Una notte a New York: breve incontro tra due anime connesse
Breve incontro: lui, lei, un'auto. Nel tempo sospeso di un viaggio, l'abbraccio ideale di due estranei smarriti nel mondo, eppure connessi, là, nell'ultima corsa prima dell'alba, prima di un giorno forse nuovo per entrambi.
È un dialogo fitto di primissimi piani, di parole e dettagli, in un rapporto binario (1 e 0, vero e falso, torto e ragione) ma empatico, reale e non virtuale, dove gli esseri umani sembrano ancora capaci - nonostante tutto, nonostante il mondo - di essere umani, il film della debuttante Christy Hall: che vi chiede di salire con lei su un taxi (tranquilli, la corsa è a prezzo fisso...) e di fidarvi di una pellicola dove conducente e passeggero si svelano in un lento, inesorabile, scoprirsi, intrappolati in un momento indeterminato, eppure disposti a condividere il proprio stato d'animo con l'altro, a mettere a confronto le rispettive solitudini, i limiti, i sogni, i traumi, le fragilità. E ad aprire il vetro che separa chi guida e chi torna a casa per ridurre quell'enorme distanza metaforica e costruire un ponte, inaspettato, tra le proprie anime: così come tra lo schermo e lo spettatore.

__Obiettivi__
(a) Secondo la recensione, chi ha diretto il film?
(b) Scrivi il seguito della recensione del film ambientato in un taxi di New York, riprendendo dopo l'ultima frase.
Per svolgere i compiti il materiale non è necessario.

__Dati__

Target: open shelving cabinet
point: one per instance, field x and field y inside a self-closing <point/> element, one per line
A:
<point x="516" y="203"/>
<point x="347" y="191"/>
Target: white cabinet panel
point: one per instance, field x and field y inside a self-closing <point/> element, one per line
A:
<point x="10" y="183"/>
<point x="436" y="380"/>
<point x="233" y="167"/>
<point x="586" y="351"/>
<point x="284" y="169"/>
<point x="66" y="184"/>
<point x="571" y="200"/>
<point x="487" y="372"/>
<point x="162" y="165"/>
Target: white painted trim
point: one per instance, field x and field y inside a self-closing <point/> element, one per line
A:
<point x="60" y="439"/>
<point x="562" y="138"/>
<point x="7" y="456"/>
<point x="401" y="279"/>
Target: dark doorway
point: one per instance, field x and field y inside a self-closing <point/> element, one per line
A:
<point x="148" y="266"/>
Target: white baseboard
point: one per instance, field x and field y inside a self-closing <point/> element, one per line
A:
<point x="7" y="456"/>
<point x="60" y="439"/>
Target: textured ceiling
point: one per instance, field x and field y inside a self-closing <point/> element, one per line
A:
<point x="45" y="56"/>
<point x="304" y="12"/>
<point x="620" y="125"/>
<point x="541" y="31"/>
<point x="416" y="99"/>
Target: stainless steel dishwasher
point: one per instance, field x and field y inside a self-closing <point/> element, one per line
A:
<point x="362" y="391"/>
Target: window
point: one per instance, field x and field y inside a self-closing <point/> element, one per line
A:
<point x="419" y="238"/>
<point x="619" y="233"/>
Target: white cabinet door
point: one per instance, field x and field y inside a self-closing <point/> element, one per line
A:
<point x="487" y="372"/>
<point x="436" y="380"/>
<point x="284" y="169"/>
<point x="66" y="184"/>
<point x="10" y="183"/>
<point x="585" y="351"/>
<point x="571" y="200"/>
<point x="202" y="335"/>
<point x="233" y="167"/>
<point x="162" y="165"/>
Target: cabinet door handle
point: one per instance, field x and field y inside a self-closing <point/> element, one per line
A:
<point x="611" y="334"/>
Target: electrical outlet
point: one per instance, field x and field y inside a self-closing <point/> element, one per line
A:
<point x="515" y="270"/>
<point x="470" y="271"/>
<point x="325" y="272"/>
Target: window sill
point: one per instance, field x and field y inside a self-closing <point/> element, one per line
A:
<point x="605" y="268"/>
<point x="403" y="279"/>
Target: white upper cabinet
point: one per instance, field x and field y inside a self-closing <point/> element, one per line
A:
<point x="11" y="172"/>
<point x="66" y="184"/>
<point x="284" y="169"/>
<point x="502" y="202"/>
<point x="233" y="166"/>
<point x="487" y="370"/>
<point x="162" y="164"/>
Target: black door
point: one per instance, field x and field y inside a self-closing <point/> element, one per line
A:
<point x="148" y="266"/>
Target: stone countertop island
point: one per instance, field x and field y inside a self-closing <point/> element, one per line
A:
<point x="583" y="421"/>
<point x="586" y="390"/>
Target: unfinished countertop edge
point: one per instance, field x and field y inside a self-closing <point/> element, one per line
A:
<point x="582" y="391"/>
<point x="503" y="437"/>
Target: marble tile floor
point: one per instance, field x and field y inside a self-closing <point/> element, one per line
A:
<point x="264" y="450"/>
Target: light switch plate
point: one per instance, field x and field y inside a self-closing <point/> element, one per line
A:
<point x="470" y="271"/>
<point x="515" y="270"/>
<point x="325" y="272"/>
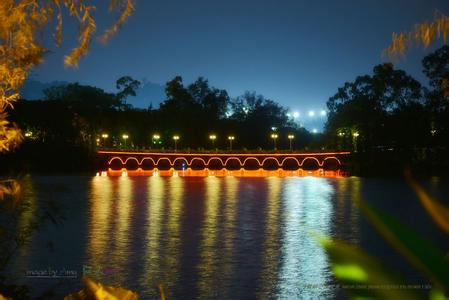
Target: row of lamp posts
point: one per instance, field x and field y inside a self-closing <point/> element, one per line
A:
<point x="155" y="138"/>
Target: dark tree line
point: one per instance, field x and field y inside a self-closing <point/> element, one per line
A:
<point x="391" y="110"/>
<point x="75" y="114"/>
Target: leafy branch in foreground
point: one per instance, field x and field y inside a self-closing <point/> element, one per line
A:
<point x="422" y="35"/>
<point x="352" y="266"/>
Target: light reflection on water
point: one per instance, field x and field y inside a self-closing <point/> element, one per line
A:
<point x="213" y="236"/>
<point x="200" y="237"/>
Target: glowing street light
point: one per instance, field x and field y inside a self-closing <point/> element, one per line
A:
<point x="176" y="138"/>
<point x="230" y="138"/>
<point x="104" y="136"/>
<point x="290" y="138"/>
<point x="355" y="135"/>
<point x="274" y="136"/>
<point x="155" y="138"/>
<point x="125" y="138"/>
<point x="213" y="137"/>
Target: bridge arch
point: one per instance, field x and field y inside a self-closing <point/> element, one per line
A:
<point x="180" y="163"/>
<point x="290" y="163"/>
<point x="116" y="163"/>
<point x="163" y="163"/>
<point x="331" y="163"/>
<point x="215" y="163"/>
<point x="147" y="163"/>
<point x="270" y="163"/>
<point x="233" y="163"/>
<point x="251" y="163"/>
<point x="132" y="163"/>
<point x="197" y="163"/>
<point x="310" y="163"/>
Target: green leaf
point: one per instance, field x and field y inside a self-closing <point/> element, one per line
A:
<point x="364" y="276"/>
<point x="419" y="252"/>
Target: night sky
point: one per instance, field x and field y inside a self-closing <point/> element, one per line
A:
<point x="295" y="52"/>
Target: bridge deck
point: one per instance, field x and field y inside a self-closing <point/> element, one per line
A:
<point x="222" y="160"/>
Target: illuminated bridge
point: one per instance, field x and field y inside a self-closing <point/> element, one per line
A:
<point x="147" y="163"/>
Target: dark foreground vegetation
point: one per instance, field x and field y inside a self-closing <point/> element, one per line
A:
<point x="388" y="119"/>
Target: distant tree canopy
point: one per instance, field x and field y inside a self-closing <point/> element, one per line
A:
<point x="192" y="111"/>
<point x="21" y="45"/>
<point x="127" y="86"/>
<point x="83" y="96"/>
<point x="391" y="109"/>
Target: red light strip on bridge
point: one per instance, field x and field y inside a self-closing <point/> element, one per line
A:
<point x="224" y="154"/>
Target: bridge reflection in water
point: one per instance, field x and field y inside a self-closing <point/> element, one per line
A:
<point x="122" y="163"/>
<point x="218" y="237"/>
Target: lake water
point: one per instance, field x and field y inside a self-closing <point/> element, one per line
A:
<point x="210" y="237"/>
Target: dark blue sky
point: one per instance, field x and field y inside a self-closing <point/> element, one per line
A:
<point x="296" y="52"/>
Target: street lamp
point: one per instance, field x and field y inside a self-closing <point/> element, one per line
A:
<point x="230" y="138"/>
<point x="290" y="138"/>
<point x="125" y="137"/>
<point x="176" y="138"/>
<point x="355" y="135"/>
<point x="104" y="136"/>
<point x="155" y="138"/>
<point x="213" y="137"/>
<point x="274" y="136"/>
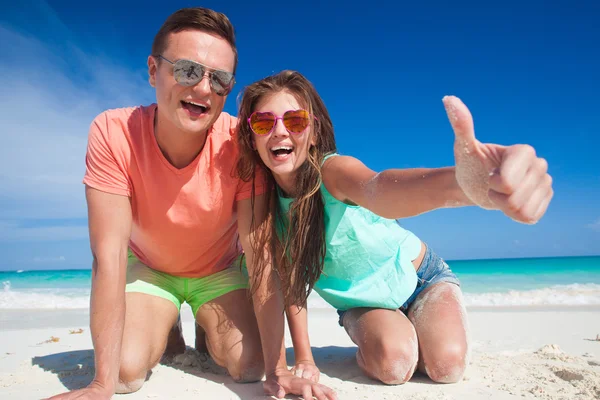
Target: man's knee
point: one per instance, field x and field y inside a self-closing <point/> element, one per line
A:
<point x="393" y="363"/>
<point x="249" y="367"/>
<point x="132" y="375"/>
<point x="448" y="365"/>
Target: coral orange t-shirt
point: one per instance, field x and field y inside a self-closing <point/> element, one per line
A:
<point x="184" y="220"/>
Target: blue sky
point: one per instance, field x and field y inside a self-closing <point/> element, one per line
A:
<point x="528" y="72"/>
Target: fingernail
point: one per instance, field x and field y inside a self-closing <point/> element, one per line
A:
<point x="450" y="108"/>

__Risultati__
(a) La debuttante Christy Hall.

(b)
Una ragazza atterra all'aeroporto Kennedy e sale su un taxi diretta a Manhattan: è stanca, pensierosa, qualcuno (l'uomo con cui ha una relazione) le scrive sul cellulare. Ma c'è un incidente, il traffico è bloccato, il viaggio sarà più lungo del previsto: e al volante c'è un tassista analogico che è attento alle cose. E alle persone...
Pensato (evidentemente) per il teatro, ma poi trasformato prima di arrivare sul palco in un film per due voci (e quattro personaggi: oltre ai protagonisti anche l'uomo che chatta con la donna e la Grande Mela, avvolgente e fuori fuoco, che scorre dietro il finestrino), «Una notte a New York» celebra, nel tempo di conoscenze soprattutto virtuali, sempre più social che sociali, il ritorno al dialogo, cogliendo, in unità di tempo, azione e luogo, l'imprevista intimità (e necessità di «confessarsi», di «riconoscersi») di un uomo e donna desiderosi di confrontarsi, di aprirsi, raccontarsi. È vero che l'assunto non è particolarmente originale e che né il film all'interno di un'auto (pensiamo a «Locke») né l'uso del taxi (quasi un sottogenere ormai, da «Taxi Teheran» al nostrano «Il tassinaro») sono novità assolute: ma la Hall trova modo di riflettere con non scontata schiettezza e onestà su maschile e femminile (nell'epoca in cui «sembrare un buon padre di famiglia è più importante che esserlo»), lasciando che i due protagonisti - Dakota Johnson e Sean Penn (bravi entrambi, con leggera preferenza per lei) - parlino anche col volto. In un comprendersi che è anche andare avanti. Perché forse il segreto, anche quando sei sott'acqua, è solo quello: continuare a respirare.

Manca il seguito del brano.